*BEREITGESTELLTE EINTRÄGE:*
○ ○ ○ ○ ○

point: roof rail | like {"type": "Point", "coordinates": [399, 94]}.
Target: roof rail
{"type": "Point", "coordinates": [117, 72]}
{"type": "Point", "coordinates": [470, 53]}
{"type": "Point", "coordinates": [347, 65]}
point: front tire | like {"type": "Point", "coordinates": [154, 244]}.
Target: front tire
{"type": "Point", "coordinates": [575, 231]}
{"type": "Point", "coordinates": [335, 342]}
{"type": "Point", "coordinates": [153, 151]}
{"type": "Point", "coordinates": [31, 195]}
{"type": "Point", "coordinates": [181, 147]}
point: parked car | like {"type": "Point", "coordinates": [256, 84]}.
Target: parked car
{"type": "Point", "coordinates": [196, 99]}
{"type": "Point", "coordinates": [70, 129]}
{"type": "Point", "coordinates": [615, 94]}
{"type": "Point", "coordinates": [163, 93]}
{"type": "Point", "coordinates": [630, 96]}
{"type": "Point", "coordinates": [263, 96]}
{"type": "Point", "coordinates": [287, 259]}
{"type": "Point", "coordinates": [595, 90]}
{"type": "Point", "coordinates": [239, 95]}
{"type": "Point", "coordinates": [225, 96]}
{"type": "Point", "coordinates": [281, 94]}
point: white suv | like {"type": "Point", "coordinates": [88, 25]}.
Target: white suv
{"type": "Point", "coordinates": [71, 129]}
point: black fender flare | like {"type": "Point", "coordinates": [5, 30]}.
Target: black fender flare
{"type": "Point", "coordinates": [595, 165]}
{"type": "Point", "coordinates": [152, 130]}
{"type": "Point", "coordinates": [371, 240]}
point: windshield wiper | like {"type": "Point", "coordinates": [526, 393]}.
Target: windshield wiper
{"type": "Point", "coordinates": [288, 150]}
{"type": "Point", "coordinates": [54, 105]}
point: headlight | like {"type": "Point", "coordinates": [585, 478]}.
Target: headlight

○ ○ ○ ○ ○

*AUFGABENSTELLUNG:* Kannst du alle Einträge oben Zeile für Zeile in eine nummerierte Liste umschreiben und dabei die Leerzeilen weglassen?

*ERGEBNIS:*
1. point: roof rail | like {"type": "Point", "coordinates": [399, 94]}.
2. Target: roof rail
3. {"type": "Point", "coordinates": [117, 72]}
4. {"type": "Point", "coordinates": [470, 53]}
5. {"type": "Point", "coordinates": [347, 65]}
6. point: front tire | like {"type": "Point", "coordinates": [154, 244]}.
7. Target: front tire
8. {"type": "Point", "coordinates": [575, 231]}
9. {"type": "Point", "coordinates": [335, 342]}
10. {"type": "Point", "coordinates": [153, 151]}
11. {"type": "Point", "coordinates": [31, 195]}
12. {"type": "Point", "coordinates": [181, 147]}
13. point: parked car | like {"type": "Point", "coordinates": [256, 84]}.
14. Target: parked car
15. {"type": "Point", "coordinates": [196, 99]}
16. {"type": "Point", "coordinates": [70, 129]}
17. {"type": "Point", "coordinates": [615, 94]}
18. {"type": "Point", "coordinates": [163, 93]}
19. {"type": "Point", "coordinates": [630, 96]}
20. {"type": "Point", "coordinates": [263, 96]}
21. {"type": "Point", "coordinates": [287, 259]}
22. {"type": "Point", "coordinates": [595, 90]}
23. {"type": "Point", "coordinates": [239, 95]}
24. {"type": "Point", "coordinates": [225, 96]}
25. {"type": "Point", "coordinates": [281, 94]}
26. point: white suv | like {"type": "Point", "coordinates": [88, 25]}.
27. Target: white suv
28. {"type": "Point", "coordinates": [71, 129]}
29. point: black fender flare | like {"type": "Point", "coordinates": [5, 30]}.
30. Target: black fender flare
31. {"type": "Point", "coordinates": [595, 165]}
32. {"type": "Point", "coordinates": [152, 130]}
33. {"type": "Point", "coordinates": [371, 240]}
34. point: windshield wiper | like {"type": "Point", "coordinates": [526, 393]}.
35. Target: windshield wiper
36. {"type": "Point", "coordinates": [288, 150]}
37. {"type": "Point", "coordinates": [54, 105]}
38. point: headlight | like {"type": "Point", "coordinates": [585, 478]}.
39. Target: headlight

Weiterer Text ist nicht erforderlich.